**Questions sur le document:**
(A) D'après le texte sur le psychanalyste en institution sociale, depuis combien de temps l'auteur occupe-t-il une fonction de psychiatre hospitalier au centre d'accueil et de soins hospitaliers de Nanterre ?
(B) Dressez la liste des intervenants du secteur social que le texte sur le psychanalyste en institution sociale cite entre parenthèses.
(C) Poursuivez le texte sur le psychanalyste en institution sociale à partir de sa dernière phrase.

**Extrait du texte:**
%%
Qu’attendre du psychanalyste dans une institution dite sociale ?

Louis Sciara, psychiatre, psychanalyste
Pour aborder le thème ferai deux remarques préliminaires (*) :

Je me suis engagé à faire cet exposé car, en raison de mon expérience professionnelle acquise dans diverses institutions et à différentes fonctions, je me suis souvent interrogé sur l’utilité et l’intérêt de l’intervention du psychanalyste en institution tout en reconnaissant que c’est très formateur pour tous.

Je m’autorise aujourd’hui à donner un avis essentiellement sur le travail que j’ai effectué et que j’effectue encore : autrefois,un travail de « supervision » au sein d’une équipe éducative d’un foyer de l’Aide sociale à l’enfance accueillant des adolescentes ; une fonction de psychiatre hospitalier, en particulier depuis quinze ans au centre d’accueil et de soins hospitaliers de Nanterre (ex Maison de Nanterre), institution à caractère double puisque sanitaire et sociale, et à l’interface du médical et du social ; enfin, situation présente, un travail de psychiatre responsable d’un centre médico-psychologique, ce qui nécessite une certaine coordination avec différents intervenants du secteur social (de la circonscription à la Mairie, en passant par les centres d’hébergement et de réinsertion sociale, les centres d’aide par le travail, etc.).

Le plus important sur le plan clinique est de veiller à traiter chaque sujet concerné, dans sa singularité et que ce soit le cas par cas des situations qui fasse lien commun.

La seconde remarque est liée à ce que je peux entendre de la part des travailleurs sociaux, de plus en plus coincés dans leur pratique quotidienne par des obligations administratives et légales, inscrites dans leur mission de service public auxquelles ils ne peuvent déroger, même s’ils peuvent donner aussi leur avis en filigrane.
%%
[Données collectées]
%%
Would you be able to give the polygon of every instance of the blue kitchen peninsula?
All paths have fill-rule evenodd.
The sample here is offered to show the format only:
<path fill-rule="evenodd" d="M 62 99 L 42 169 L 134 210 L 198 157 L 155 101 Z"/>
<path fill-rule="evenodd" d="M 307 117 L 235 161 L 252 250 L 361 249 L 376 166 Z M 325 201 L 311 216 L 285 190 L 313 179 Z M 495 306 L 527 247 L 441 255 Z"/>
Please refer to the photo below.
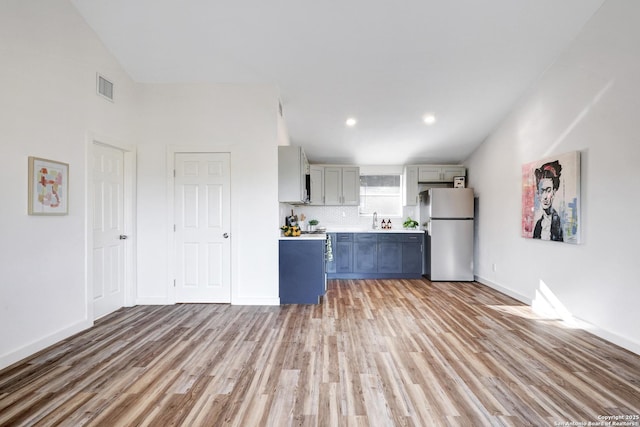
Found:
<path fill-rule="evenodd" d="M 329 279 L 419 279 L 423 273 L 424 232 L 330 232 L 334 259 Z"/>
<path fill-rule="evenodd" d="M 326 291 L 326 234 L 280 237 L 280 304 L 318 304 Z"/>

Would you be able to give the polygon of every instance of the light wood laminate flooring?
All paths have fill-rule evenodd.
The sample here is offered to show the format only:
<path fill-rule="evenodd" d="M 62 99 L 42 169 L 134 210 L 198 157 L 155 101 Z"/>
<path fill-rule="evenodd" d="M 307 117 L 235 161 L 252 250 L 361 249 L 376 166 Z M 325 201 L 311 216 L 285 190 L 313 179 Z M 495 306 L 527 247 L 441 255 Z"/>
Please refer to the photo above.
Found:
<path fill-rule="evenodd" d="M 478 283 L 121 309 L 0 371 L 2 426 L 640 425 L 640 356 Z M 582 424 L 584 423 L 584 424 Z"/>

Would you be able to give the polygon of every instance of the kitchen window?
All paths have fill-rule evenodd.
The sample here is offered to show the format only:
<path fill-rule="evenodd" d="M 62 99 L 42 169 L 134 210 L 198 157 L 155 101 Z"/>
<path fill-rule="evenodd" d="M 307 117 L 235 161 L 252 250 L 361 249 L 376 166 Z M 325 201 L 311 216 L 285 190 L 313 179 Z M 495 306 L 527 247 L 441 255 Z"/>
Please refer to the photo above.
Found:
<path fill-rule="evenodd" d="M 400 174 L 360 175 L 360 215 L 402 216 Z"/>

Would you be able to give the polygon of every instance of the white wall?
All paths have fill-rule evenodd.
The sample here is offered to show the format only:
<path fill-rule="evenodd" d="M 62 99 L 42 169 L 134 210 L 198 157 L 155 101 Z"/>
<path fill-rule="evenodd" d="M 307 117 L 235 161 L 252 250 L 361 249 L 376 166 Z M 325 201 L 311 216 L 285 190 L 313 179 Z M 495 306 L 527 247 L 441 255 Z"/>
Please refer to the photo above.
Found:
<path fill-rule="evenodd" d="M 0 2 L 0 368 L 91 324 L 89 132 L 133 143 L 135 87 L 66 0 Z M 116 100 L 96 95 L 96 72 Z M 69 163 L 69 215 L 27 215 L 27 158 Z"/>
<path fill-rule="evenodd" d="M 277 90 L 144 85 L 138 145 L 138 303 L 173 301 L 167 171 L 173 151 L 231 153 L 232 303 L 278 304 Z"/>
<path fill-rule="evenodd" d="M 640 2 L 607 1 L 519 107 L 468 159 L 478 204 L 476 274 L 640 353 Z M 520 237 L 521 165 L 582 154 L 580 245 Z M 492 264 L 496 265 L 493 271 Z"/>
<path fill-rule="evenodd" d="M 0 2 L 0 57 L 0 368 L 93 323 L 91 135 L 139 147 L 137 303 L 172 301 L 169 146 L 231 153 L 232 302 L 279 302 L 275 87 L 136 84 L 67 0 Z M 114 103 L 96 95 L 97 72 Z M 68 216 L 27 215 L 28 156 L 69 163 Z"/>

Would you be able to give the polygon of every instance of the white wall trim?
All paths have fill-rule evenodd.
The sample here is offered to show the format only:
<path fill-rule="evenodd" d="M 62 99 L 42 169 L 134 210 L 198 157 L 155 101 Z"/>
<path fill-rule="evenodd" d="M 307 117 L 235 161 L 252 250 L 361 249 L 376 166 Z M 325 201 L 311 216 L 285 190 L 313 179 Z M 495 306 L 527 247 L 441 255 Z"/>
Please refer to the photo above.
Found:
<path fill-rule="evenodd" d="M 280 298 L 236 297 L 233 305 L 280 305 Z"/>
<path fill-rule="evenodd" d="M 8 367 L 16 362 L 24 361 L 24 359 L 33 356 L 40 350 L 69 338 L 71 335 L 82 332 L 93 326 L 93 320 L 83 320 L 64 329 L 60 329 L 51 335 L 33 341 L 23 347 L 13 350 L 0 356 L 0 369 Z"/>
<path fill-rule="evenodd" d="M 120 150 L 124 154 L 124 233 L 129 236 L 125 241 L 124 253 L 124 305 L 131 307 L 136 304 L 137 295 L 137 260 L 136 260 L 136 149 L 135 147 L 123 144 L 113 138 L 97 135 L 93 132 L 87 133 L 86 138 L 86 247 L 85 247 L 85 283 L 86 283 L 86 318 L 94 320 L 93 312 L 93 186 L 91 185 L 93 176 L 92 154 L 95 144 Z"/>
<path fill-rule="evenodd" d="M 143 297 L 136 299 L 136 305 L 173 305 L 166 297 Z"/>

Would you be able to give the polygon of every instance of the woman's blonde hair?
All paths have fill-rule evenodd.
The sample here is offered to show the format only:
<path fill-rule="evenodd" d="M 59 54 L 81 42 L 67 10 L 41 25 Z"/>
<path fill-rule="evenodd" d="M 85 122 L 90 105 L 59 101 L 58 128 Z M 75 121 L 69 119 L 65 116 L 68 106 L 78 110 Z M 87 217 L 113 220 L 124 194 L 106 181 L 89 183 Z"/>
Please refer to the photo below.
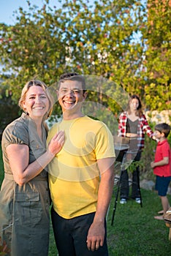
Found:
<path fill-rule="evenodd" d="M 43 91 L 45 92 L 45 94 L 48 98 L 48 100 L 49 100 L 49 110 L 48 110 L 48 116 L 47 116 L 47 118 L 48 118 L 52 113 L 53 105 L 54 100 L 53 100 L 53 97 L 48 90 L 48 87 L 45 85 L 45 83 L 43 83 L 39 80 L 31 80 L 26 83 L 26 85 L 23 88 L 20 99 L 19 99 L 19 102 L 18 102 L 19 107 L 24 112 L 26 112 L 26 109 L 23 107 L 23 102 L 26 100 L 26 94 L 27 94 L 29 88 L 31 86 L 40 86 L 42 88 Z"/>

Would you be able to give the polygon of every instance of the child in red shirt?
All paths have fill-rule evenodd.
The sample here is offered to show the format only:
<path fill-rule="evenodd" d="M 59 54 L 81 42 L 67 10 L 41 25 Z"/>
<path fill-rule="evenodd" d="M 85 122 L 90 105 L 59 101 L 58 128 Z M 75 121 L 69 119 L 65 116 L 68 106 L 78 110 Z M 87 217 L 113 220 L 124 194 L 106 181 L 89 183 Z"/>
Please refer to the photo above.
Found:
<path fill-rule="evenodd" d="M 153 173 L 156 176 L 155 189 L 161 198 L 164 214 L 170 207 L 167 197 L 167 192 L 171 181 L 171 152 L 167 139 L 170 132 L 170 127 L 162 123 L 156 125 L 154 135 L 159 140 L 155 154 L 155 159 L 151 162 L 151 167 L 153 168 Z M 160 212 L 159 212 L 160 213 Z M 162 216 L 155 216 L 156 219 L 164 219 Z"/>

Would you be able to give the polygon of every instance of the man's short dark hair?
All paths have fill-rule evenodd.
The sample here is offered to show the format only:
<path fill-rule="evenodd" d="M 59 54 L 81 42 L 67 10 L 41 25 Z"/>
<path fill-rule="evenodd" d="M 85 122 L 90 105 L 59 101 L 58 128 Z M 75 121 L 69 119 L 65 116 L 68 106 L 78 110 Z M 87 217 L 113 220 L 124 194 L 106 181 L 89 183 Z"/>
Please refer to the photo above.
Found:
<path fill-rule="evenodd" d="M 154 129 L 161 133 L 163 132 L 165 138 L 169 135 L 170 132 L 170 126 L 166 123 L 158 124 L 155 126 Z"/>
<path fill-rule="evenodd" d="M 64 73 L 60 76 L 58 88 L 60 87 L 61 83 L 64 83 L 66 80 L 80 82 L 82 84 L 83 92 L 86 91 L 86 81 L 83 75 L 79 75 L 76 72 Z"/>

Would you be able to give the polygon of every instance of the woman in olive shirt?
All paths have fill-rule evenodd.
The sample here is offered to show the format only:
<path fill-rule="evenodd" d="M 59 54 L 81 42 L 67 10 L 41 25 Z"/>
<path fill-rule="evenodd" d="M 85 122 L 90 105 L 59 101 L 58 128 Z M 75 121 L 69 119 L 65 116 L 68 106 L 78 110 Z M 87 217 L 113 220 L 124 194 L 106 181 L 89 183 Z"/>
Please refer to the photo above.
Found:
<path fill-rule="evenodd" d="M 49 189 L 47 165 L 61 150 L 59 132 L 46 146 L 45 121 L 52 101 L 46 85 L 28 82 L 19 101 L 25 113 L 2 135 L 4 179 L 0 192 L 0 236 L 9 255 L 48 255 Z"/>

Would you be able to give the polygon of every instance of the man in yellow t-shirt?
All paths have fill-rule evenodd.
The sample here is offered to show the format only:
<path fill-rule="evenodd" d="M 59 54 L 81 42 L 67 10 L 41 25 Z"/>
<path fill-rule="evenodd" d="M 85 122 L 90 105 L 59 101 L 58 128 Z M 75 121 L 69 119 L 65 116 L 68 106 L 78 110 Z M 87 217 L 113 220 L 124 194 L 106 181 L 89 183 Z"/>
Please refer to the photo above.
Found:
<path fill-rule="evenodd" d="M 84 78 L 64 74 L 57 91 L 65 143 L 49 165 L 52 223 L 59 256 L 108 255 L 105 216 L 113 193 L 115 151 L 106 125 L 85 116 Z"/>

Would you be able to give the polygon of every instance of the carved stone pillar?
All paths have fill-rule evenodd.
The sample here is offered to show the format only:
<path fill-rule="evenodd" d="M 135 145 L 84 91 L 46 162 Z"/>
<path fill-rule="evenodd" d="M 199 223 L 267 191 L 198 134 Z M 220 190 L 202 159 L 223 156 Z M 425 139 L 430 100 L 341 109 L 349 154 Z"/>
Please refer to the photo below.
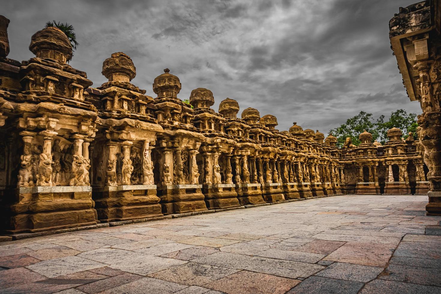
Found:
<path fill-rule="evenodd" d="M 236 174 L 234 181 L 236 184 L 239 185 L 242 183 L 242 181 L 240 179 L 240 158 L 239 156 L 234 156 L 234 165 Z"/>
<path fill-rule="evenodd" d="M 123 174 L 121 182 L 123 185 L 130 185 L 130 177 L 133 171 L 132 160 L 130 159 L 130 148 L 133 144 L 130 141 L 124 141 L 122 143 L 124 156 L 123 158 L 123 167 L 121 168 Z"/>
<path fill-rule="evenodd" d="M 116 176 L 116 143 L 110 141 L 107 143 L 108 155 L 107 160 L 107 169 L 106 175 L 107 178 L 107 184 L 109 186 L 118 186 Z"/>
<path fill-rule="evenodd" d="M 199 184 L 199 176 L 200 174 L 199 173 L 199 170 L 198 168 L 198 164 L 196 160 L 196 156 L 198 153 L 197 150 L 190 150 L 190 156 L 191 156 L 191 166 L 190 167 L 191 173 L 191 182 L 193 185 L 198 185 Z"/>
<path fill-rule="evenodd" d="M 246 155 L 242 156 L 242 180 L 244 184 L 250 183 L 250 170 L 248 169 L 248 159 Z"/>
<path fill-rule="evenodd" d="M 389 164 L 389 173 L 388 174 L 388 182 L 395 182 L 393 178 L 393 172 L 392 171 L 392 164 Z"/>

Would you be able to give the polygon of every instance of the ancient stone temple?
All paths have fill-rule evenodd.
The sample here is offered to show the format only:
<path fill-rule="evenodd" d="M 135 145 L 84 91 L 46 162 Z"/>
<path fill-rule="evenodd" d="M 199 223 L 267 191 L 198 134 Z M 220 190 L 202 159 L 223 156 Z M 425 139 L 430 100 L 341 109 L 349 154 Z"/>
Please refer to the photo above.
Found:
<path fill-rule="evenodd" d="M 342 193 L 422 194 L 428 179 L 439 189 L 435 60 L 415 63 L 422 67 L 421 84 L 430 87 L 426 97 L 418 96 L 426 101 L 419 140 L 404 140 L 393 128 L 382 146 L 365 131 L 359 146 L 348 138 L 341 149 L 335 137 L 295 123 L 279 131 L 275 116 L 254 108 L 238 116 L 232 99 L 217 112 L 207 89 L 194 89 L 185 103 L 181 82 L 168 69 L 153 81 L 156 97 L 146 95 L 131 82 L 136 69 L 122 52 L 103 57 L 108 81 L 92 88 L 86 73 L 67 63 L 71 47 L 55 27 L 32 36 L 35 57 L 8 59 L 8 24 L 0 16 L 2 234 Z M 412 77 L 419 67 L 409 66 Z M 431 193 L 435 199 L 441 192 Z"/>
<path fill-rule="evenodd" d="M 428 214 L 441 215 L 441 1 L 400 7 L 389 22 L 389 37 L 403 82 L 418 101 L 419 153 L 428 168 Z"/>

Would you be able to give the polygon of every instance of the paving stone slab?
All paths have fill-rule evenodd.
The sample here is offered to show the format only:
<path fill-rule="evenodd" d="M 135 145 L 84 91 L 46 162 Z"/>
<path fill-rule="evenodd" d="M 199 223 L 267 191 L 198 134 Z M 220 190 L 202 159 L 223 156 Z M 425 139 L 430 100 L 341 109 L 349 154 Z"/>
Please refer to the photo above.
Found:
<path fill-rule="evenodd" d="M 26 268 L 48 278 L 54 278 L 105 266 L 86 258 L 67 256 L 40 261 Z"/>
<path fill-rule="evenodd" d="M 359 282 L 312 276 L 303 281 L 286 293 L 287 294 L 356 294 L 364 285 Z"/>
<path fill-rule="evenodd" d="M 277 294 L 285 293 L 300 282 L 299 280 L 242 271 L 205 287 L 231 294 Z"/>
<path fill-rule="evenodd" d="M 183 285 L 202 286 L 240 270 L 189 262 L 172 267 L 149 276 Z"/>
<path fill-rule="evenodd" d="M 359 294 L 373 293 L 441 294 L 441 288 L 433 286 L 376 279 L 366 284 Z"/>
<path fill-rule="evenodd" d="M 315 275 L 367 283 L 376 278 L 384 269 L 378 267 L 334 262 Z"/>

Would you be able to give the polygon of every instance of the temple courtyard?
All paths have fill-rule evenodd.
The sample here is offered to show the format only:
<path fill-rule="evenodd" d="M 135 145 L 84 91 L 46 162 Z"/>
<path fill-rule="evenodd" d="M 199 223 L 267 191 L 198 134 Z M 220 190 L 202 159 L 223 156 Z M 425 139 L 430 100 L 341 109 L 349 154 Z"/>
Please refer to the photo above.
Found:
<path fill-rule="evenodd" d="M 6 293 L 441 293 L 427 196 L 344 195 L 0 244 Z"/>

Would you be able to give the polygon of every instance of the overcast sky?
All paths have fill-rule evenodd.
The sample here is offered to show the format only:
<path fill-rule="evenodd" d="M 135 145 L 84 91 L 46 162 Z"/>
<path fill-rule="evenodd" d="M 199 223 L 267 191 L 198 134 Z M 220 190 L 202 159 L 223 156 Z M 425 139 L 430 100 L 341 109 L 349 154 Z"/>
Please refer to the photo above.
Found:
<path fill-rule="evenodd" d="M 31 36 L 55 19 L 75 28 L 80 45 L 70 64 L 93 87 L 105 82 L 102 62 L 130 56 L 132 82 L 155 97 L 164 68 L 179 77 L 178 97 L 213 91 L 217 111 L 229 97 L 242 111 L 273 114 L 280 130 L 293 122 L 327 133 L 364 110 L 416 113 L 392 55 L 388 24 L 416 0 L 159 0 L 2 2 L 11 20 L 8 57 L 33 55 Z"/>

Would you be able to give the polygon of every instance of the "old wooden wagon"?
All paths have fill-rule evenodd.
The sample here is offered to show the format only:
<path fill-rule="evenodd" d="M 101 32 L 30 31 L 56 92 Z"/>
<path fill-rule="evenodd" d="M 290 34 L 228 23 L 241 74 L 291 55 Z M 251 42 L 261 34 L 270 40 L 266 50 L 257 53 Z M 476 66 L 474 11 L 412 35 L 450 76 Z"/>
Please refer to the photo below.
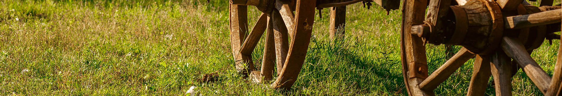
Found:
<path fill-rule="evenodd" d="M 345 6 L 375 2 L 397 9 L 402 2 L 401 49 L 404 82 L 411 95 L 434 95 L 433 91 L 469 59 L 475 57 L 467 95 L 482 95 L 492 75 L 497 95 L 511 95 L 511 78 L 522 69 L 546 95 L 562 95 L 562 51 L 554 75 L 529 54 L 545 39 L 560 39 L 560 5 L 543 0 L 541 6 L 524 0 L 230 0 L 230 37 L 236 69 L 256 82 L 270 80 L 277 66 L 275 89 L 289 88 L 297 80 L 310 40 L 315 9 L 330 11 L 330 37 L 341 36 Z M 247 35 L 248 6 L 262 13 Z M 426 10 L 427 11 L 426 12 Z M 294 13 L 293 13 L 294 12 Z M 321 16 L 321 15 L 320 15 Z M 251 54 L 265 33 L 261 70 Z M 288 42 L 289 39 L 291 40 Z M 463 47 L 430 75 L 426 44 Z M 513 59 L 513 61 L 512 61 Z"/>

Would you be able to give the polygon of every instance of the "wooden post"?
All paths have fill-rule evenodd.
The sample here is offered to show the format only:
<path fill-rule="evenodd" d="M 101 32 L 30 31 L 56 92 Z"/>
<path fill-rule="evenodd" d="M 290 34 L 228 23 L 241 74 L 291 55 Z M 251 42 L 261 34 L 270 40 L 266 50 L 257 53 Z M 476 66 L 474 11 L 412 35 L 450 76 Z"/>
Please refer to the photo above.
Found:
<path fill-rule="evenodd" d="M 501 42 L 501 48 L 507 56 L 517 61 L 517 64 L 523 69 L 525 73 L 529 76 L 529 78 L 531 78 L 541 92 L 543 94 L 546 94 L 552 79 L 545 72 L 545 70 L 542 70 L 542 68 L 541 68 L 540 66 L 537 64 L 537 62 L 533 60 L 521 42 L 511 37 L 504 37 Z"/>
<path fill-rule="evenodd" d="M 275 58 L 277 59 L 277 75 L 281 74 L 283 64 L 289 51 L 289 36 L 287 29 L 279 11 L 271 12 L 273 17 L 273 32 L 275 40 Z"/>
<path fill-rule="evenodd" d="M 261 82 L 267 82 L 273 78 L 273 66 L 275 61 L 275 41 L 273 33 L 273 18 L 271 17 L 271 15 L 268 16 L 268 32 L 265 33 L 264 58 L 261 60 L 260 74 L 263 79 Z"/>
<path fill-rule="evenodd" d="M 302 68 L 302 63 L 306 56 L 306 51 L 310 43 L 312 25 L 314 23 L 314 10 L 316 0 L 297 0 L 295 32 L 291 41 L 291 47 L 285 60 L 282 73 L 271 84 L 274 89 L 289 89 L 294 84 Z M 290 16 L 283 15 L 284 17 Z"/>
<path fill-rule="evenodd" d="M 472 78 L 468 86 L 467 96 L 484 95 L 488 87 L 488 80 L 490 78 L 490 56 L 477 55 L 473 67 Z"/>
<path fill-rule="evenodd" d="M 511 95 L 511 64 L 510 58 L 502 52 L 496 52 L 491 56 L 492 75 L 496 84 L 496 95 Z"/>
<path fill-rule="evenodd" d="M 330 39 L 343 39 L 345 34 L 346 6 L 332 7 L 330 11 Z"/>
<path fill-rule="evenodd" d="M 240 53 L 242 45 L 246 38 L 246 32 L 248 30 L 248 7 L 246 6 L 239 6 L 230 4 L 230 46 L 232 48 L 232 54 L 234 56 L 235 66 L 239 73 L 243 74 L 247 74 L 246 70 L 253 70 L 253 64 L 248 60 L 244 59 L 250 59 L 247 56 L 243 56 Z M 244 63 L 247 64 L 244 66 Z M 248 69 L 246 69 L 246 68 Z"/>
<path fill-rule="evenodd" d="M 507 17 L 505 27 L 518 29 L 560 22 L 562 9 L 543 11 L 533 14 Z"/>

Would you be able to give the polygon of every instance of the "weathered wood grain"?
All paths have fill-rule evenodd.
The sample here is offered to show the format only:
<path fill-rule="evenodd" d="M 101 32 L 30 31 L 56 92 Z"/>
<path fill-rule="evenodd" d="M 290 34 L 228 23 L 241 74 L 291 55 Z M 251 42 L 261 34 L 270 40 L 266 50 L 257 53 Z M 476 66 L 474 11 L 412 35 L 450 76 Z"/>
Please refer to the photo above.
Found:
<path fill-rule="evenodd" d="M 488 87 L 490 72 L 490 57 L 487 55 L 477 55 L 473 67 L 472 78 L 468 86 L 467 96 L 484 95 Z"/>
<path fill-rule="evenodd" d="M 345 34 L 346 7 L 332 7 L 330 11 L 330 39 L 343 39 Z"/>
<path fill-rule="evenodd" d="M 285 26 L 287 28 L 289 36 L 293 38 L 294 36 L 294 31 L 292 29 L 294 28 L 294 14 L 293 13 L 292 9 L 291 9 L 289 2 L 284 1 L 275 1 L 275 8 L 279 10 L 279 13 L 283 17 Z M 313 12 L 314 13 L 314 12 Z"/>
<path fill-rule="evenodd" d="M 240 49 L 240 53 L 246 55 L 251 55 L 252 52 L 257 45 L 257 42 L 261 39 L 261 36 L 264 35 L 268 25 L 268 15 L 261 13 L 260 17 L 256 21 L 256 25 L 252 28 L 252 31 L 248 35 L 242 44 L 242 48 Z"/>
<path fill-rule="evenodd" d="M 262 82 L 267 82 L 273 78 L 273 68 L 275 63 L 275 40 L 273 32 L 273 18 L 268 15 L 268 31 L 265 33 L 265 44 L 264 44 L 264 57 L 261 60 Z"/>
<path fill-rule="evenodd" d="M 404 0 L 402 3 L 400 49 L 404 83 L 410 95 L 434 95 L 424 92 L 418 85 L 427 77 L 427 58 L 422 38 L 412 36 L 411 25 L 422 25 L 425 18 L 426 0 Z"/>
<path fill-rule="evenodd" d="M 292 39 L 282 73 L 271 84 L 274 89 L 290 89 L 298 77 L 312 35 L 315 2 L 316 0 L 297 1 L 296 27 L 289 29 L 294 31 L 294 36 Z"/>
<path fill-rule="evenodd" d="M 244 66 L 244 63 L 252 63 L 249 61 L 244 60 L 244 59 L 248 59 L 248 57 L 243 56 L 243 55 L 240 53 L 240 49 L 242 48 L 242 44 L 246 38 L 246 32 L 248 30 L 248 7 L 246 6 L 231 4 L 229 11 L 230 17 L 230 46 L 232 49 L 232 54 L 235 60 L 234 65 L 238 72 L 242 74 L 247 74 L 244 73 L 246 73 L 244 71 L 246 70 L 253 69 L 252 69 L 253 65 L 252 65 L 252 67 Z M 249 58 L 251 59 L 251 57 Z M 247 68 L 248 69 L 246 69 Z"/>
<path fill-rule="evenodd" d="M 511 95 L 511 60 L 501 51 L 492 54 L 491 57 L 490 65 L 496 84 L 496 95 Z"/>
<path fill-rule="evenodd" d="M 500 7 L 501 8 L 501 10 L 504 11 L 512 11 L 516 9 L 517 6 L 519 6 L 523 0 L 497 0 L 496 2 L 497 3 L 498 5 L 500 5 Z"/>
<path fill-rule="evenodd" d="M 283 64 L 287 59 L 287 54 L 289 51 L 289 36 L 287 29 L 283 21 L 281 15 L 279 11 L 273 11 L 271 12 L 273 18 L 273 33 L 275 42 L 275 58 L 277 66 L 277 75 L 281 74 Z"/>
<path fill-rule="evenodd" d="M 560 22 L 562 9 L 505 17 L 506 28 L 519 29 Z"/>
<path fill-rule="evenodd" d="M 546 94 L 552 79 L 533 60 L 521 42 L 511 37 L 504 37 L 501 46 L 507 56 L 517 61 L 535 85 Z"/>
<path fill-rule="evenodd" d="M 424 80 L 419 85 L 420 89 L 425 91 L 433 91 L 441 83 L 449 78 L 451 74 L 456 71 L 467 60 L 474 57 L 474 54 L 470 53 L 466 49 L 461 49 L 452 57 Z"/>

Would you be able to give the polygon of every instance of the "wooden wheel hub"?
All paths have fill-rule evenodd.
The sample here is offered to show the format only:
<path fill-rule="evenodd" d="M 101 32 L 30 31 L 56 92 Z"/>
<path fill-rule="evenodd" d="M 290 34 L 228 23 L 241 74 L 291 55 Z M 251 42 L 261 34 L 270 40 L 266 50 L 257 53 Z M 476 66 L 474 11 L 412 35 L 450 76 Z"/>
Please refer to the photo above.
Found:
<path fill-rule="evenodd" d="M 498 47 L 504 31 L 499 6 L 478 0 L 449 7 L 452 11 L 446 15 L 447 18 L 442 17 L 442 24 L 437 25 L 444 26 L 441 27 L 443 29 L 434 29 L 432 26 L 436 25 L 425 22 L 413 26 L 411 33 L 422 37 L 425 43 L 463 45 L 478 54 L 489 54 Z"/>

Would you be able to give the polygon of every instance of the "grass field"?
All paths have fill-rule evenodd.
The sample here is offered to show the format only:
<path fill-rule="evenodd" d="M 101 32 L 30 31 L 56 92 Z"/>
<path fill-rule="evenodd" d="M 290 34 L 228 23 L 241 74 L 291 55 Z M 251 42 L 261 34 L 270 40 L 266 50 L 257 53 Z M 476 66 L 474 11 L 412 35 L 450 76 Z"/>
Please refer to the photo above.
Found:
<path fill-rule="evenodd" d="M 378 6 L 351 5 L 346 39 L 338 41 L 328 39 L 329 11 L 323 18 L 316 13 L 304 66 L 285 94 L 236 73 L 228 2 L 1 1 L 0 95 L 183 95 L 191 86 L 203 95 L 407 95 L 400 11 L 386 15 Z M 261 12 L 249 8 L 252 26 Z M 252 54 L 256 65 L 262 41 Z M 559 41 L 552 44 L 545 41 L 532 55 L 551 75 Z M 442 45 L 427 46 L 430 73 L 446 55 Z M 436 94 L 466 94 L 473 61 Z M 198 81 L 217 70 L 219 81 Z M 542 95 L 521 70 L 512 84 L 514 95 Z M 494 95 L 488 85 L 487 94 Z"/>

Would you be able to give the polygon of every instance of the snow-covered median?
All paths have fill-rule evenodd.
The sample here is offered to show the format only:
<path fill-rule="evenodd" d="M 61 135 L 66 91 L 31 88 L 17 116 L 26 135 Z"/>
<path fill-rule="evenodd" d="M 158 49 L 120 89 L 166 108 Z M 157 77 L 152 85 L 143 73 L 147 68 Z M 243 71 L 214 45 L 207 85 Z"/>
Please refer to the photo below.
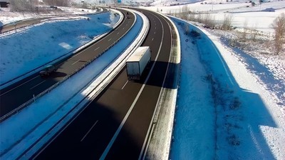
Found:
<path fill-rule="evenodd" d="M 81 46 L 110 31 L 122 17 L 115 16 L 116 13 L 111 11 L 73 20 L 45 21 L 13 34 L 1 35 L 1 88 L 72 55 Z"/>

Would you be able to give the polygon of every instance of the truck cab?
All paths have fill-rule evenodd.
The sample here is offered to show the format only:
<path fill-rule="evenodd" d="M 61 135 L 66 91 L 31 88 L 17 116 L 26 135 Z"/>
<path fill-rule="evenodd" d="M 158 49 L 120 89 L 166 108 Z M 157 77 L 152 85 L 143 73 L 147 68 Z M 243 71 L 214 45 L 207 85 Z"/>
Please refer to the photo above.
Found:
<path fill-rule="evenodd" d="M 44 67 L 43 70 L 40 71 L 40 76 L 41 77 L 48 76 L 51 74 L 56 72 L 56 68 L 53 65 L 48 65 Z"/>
%%
**Réponses attendues:**
(A) Depuis quinze ans.

(B)
- la circonscription
- la Mairie
- les centres d'hébergement et de réinsertion sociale
- les centres d'aide par le travail

(C)
Par exemple, récemment, une assistante du service social de la circonscription est venue raconter le cas d’une femme surendettée et dealeuse, qui bien que malade n’en exigeait pas moins une demande d’aide financière et l’ouverture d’un dossier de surendettement. Cette assistante sociale avait obligation d’instruire le dossier et de l’ouvrir en raison de la demande même. Elle savait que seule l’ouverture d’une mesure de protection aurait son efficacité. Elle demandait justement à notre équipe soignante d’intervenir, car elle ne pouvait refuser l’instruction du dossier, tout en sachant que la réponse à cette demande était inadaptée, ne suffirait pas à calmer la sthénicité de cette femme qui la pressait de répondre à son droit de subvention.

Ce malaise sur le terrain du social va grandissant. Les travailleurs sociaux semblent fort bien mesurer que toute demande de « l’usager »n’est pas à prendre au pied de la lettre et qu’elle recouvre d’autres difficultés. D’où leur adresse à l’intention des « psy » et des psychanalystes en particulier.

Qu’en est-il de leur attente ? À quel supposé savoir font-ils appel ? C’est à partir de ces interrogations issues de ma pratique que j’ai formulé cet intitulé : « Qu’attendre du psychanalyste dans une institution dite sociale ? ».

Question qui interpelle non seulement les travailleurs sociaux (car en quoi le discours psychanalytique pourrait-il être éclairant pour eux), mais aussi les psychanalystes.

Je vais tâcher de donner quelques précisions de la place où je me situe, celle d’un clinicien, mais quoi qu’il en soit de la fonction de chacun, travailleur social ou psychanalyste, nous sommes tous concernés par le champ du Réel sur lequel je vais revenir. Seule la parole permet de l’appréhender même s’il reste insaisissable, que ce soit dans nos dires comme dans nos actes.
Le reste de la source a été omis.